[Dataset rows showing where objects appear]
____

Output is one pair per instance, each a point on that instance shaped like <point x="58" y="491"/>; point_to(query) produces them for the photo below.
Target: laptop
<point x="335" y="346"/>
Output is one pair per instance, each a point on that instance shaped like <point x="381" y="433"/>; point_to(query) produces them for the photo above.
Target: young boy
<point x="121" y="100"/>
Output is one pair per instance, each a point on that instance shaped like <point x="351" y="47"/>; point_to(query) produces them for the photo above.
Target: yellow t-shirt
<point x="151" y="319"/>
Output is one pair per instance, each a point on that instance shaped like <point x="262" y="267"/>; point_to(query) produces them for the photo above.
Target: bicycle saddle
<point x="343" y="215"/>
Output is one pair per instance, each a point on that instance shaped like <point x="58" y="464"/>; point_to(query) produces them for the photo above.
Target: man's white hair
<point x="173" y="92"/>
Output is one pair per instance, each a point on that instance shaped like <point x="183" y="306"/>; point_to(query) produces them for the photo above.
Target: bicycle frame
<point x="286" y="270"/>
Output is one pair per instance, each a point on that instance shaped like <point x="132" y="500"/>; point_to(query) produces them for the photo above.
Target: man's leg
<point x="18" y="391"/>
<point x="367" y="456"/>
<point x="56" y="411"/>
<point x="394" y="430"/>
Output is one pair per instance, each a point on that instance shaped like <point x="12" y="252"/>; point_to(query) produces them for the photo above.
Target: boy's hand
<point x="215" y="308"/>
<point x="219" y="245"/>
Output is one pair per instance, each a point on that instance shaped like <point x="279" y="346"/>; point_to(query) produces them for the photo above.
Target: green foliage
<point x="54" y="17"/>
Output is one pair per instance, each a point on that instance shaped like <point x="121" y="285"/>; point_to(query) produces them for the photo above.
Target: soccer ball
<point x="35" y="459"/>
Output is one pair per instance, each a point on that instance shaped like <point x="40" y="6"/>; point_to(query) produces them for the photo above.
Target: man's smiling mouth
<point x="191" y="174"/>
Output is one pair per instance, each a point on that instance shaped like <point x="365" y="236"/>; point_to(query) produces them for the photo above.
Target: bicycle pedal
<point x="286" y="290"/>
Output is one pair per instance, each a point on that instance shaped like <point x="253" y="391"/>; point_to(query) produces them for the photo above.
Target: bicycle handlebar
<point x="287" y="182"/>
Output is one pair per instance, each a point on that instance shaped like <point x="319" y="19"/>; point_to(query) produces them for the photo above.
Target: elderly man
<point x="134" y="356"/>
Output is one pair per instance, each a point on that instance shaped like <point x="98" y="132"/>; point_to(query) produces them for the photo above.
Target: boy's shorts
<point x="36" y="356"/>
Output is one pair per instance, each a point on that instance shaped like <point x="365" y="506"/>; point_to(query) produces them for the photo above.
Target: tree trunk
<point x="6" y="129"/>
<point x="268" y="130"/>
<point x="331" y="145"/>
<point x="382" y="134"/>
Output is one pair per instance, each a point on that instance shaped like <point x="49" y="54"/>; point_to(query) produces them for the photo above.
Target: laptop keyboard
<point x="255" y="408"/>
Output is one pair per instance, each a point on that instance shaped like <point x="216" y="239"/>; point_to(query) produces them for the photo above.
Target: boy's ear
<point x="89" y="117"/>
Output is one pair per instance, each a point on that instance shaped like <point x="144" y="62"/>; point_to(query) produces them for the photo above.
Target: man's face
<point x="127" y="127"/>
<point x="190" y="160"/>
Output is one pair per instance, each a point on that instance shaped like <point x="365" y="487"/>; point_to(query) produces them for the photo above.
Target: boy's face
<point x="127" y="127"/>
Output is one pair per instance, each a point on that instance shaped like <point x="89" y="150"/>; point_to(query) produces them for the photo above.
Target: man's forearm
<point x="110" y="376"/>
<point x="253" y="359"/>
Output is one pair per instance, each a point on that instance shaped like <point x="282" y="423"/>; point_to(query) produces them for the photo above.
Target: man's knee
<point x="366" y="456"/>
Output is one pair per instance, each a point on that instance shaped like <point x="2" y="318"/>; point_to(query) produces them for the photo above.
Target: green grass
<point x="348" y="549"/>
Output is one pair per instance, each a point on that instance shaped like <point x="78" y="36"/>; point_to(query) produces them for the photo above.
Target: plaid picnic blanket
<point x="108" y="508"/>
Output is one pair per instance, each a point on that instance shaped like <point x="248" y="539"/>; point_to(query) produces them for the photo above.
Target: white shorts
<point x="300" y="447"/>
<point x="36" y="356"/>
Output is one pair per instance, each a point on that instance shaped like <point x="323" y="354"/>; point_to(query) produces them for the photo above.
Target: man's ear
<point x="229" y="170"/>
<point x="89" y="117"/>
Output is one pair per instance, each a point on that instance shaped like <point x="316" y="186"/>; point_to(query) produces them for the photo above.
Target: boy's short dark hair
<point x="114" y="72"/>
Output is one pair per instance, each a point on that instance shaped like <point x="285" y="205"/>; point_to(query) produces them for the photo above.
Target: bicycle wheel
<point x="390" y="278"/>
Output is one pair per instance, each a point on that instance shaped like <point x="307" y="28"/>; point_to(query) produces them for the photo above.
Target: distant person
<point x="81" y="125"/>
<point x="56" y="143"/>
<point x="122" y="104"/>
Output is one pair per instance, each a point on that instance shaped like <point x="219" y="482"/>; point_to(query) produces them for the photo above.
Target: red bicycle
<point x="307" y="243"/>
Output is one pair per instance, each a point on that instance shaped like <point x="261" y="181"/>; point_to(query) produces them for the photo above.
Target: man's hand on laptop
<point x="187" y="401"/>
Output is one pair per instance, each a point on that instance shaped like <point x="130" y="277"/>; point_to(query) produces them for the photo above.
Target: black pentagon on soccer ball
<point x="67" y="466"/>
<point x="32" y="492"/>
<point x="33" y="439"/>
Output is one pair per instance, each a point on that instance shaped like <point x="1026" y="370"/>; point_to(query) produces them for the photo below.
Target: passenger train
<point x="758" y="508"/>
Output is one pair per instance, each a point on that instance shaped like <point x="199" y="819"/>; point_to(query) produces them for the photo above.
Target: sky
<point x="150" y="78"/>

____

Work to be completed: Gather every line of the items above that contains the word "bicycle", and copy each one out in full.

Response to this exercise:
Target: bicycle saddle
Target: bicycle frame
Target: bicycle pedal
Target: bicycle handlebar
Target: bicycle wheel
Target: red bicycle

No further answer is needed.